• _Given exercise_: Count the lines in the data that contain the string "cave", treating uppercase and lowercase as different, and give only the number.

--- BEGIN Data provided ---

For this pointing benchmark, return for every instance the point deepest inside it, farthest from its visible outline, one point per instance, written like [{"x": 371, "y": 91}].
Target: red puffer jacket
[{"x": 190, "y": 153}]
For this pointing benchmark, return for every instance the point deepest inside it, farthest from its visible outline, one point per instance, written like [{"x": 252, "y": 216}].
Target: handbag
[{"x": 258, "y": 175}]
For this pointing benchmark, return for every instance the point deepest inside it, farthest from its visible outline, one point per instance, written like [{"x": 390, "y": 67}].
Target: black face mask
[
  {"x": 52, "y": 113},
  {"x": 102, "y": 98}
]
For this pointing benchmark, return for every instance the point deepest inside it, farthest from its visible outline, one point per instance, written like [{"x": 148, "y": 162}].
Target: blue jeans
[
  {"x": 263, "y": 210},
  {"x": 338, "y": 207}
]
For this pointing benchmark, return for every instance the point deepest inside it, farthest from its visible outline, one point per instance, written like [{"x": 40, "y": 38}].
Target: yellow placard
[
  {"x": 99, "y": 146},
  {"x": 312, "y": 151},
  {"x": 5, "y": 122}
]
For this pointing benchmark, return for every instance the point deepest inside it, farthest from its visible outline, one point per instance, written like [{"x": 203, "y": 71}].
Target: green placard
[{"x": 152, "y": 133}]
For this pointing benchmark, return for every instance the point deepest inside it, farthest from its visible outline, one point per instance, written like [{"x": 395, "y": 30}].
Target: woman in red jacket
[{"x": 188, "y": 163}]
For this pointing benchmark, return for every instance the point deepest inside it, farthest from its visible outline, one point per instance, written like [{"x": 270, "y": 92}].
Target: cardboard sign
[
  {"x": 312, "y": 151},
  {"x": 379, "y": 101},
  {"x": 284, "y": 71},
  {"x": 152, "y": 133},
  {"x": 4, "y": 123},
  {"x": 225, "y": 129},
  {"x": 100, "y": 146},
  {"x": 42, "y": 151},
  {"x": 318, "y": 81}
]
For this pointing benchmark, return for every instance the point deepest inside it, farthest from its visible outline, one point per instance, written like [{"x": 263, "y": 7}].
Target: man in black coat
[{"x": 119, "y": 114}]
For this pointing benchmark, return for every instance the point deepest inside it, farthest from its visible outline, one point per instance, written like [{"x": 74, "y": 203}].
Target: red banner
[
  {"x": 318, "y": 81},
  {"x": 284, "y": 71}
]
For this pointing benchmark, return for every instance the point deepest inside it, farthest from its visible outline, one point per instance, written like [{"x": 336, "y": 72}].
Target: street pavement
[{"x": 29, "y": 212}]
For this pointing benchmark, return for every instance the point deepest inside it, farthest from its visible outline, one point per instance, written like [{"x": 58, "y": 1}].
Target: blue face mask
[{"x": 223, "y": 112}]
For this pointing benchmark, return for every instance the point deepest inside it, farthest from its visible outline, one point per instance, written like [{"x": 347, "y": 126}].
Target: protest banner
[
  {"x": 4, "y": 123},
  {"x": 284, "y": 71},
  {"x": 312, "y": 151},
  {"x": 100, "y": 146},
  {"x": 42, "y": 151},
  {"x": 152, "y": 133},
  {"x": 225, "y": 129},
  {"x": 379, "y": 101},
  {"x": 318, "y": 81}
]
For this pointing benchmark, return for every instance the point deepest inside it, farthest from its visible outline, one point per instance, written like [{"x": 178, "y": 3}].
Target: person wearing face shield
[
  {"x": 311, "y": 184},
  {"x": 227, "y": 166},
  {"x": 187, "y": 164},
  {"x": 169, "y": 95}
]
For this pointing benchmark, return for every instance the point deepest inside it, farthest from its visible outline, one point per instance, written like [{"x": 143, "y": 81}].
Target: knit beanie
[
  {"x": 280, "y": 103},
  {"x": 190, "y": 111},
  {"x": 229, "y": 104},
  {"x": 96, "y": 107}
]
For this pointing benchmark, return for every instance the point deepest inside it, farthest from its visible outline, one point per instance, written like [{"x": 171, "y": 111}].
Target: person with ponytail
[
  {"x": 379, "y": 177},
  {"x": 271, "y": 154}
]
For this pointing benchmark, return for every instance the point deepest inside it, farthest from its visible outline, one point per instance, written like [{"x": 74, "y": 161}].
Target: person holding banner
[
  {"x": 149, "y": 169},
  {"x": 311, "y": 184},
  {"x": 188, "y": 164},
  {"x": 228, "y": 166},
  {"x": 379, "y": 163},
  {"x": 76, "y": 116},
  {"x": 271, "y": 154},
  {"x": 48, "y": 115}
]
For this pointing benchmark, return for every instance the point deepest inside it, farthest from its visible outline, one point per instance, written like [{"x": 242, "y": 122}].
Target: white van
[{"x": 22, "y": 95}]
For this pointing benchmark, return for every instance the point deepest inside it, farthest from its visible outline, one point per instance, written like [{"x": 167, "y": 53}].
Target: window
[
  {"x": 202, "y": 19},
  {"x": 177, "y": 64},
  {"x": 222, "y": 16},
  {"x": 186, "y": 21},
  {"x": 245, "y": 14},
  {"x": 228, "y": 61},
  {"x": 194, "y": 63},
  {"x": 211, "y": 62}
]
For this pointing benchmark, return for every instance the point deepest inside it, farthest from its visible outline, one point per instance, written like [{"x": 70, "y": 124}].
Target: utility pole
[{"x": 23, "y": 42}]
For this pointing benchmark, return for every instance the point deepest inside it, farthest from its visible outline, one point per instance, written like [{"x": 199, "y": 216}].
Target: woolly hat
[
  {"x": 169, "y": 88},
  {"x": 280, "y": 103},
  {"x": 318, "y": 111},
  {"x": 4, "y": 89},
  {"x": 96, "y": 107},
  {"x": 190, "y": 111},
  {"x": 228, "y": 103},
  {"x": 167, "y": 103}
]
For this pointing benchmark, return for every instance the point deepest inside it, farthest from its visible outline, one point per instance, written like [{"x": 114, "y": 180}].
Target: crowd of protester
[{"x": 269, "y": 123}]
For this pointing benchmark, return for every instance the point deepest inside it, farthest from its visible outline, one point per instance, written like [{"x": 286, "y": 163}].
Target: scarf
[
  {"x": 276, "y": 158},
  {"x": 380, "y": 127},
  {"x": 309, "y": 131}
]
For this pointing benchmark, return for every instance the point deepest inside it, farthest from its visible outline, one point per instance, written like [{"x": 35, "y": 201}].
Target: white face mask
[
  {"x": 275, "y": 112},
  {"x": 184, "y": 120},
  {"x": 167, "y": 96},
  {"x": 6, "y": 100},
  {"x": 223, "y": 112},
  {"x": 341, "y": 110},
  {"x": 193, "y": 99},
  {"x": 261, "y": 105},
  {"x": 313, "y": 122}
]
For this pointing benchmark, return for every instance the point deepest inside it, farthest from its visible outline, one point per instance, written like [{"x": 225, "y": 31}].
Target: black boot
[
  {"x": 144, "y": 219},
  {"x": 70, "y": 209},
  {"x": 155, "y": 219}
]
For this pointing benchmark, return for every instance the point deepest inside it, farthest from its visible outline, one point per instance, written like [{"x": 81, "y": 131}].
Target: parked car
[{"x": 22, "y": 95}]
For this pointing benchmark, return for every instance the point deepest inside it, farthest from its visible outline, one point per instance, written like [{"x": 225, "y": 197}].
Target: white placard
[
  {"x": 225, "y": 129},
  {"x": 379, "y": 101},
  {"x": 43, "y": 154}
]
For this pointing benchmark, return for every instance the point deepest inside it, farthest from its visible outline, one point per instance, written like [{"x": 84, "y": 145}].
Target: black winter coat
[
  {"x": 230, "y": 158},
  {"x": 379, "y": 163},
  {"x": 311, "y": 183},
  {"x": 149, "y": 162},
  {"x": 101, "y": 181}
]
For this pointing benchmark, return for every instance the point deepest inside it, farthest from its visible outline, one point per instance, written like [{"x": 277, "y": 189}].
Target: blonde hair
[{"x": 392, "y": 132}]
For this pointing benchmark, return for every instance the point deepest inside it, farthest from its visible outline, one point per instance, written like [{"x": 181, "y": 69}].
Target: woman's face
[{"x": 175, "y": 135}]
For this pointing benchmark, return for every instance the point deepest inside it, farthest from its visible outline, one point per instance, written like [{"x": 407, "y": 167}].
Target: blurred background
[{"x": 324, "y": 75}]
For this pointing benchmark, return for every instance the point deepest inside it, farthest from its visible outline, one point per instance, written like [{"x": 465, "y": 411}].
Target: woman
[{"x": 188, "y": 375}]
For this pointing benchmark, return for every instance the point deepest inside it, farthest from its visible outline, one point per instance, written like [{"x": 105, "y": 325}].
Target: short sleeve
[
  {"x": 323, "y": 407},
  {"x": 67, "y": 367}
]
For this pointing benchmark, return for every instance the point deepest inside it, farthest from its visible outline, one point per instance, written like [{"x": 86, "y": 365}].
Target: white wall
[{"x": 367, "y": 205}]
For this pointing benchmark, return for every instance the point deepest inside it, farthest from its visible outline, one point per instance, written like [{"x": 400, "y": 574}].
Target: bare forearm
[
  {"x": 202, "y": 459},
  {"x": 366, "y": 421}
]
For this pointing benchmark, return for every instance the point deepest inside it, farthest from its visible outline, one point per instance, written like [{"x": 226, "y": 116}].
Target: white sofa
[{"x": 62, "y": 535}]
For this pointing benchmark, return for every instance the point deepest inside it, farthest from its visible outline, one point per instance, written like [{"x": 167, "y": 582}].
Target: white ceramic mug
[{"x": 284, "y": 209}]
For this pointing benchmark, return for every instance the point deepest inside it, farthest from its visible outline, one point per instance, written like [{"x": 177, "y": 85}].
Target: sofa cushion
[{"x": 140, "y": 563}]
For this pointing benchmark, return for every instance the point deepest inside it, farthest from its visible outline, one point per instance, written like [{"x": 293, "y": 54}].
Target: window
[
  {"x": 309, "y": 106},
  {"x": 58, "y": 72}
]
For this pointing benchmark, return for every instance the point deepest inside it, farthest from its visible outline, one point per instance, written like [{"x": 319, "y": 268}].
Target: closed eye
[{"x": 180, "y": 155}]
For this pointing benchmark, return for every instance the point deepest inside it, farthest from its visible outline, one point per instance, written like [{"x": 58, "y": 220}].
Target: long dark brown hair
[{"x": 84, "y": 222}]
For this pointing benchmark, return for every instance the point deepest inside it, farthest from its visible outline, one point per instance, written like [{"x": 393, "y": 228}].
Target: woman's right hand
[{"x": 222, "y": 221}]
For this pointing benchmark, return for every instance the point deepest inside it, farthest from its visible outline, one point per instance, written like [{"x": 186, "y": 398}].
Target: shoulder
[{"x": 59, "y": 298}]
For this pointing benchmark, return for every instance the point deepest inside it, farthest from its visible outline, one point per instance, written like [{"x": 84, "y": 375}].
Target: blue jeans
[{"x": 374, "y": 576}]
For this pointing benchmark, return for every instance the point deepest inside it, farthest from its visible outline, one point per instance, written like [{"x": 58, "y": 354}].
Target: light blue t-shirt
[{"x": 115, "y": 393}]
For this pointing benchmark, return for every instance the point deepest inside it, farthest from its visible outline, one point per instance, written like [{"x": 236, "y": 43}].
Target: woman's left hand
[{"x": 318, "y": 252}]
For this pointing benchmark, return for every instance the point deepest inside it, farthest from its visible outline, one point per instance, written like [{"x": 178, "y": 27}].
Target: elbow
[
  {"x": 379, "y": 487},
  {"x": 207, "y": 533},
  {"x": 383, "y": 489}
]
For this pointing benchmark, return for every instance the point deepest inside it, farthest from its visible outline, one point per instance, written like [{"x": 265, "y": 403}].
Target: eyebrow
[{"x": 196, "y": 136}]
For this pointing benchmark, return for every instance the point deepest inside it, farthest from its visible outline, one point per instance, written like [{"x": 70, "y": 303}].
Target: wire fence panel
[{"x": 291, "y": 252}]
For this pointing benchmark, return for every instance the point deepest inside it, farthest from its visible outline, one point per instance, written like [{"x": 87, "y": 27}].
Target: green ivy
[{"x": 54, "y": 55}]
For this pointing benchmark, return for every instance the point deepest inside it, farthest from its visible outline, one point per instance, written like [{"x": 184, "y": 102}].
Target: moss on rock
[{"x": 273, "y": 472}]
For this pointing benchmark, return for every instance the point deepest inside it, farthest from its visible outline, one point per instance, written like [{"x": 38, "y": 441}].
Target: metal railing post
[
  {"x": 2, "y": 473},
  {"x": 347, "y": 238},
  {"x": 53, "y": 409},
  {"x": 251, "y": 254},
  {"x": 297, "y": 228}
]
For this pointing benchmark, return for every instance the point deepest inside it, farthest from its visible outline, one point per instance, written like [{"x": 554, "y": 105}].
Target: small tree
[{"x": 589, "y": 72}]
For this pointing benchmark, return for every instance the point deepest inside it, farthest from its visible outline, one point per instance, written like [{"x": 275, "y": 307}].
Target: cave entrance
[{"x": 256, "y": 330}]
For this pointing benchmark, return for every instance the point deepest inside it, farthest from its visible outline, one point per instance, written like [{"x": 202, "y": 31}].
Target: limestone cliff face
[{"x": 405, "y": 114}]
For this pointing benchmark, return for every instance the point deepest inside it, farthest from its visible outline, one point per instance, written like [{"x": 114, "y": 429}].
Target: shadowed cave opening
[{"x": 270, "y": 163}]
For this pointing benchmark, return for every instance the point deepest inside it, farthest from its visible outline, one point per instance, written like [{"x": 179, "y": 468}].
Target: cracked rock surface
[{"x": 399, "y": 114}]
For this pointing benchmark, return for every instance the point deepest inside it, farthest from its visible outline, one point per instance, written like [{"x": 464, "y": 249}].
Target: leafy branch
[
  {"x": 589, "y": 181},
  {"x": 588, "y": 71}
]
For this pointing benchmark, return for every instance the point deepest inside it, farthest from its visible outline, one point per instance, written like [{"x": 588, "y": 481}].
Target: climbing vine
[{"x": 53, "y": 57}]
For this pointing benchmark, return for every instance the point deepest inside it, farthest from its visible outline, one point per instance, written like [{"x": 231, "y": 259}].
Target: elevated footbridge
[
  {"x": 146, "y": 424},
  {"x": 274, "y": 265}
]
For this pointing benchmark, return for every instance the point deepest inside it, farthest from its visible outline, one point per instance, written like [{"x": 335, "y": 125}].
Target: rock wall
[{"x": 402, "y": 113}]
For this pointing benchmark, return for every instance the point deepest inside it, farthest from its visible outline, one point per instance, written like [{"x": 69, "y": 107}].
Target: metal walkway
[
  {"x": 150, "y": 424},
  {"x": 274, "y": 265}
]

--- END Data provided ---

• _Correct answer_: 2